▶ _What you have to do_:
Please count how many of the lines below contain the word "spire", and reply with the number alone.

(Data lines)
═══

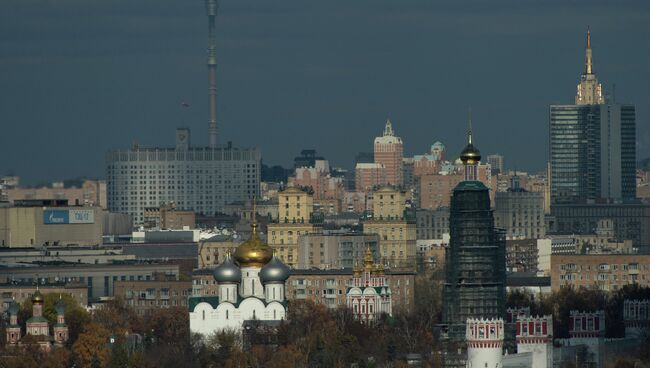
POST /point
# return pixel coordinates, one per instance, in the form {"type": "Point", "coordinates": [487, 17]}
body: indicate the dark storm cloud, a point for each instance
{"type": "Point", "coordinates": [80, 77]}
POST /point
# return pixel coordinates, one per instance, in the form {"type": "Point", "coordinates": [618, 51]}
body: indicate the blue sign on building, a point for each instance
{"type": "Point", "coordinates": [54, 217]}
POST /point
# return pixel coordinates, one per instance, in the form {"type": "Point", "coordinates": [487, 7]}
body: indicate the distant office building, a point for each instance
{"type": "Point", "coordinates": [86, 193]}
{"type": "Point", "coordinates": [496, 162]}
{"type": "Point", "coordinates": [397, 232]}
{"type": "Point", "coordinates": [592, 145]}
{"type": "Point", "coordinates": [307, 158]}
{"type": "Point", "coordinates": [295, 206]}
{"type": "Point", "coordinates": [630, 221]}
{"type": "Point", "coordinates": [522, 255]}
{"type": "Point", "coordinates": [168, 217]}
{"type": "Point", "coordinates": [434, 191]}
{"type": "Point", "coordinates": [213, 251]}
{"type": "Point", "coordinates": [147, 296]}
{"type": "Point", "coordinates": [389, 152]}
{"type": "Point", "coordinates": [368, 176]}
{"type": "Point", "coordinates": [408, 167]}
{"type": "Point", "coordinates": [37, 224]}
{"type": "Point", "coordinates": [364, 158]}
{"type": "Point", "coordinates": [99, 278]}
{"type": "Point", "coordinates": [608, 272]}
{"type": "Point", "coordinates": [196, 179]}
{"type": "Point", "coordinates": [520, 212]}
{"type": "Point", "coordinates": [333, 249]}
{"type": "Point", "coordinates": [475, 266]}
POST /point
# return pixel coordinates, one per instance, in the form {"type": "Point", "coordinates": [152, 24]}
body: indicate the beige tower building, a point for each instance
{"type": "Point", "coordinates": [590, 92]}
{"type": "Point", "coordinates": [389, 152]}
{"type": "Point", "coordinates": [295, 208]}
{"type": "Point", "coordinates": [388, 203]}
{"type": "Point", "coordinates": [397, 233]}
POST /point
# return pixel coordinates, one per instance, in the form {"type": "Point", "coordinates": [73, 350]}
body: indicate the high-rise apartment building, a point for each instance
{"type": "Point", "coordinates": [369, 175]}
{"type": "Point", "coordinates": [396, 230]}
{"type": "Point", "coordinates": [295, 206]}
{"type": "Point", "coordinates": [199, 179]}
{"type": "Point", "coordinates": [592, 145]}
{"type": "Point", "coordinates": [520, 212]}
{"type": "Point", "coordinates": [475, 263]}
{"type": "Point", "coordinates": [193, 178]}
{"type": "Point", "coordinates": [389, 152]}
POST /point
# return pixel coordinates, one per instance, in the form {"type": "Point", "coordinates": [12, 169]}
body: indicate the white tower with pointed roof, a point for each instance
{"type": "Point", "coordinates": [389, 152]}
{"type": "Point", "coordinates": [590, 92]}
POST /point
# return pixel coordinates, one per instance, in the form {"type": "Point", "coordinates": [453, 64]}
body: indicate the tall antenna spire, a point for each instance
{"type": "Point", "coordinates": [254, 217]}
{"type": "Point", "coordinates": [211, 8]}
{"type": "Point", "coordinates": [469, 120]}
{"type": "Point", "coordinates": [588, 58]}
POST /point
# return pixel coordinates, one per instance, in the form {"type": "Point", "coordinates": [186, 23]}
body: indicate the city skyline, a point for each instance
{"type": "Point", "coordinates": [395, 63]}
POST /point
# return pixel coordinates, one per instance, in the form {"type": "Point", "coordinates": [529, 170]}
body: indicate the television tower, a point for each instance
{"type": "Point", "coordinates": [211, 8]}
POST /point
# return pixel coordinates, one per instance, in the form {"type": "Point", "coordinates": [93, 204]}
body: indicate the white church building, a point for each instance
{"type": "Point", "coordinates": [251, 286]}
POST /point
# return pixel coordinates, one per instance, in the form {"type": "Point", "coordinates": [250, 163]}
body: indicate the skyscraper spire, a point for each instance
{"type": "Point", "coordinates": [590, 92]}
{"type": "Point", "coordinates": [388, 129]}
{"type": "Point", "coordinates": [470, 156]}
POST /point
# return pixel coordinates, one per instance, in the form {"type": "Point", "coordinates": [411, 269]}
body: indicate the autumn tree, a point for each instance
{"type": "Point", "coordinates": [92, 346]}
{"type": "Point", "coordinates": [118, 318]}
{"type": "Point", "coordinates": [75, 314]}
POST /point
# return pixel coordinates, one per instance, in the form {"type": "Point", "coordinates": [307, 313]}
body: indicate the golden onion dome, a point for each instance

═══

▶ _Task answer_:
2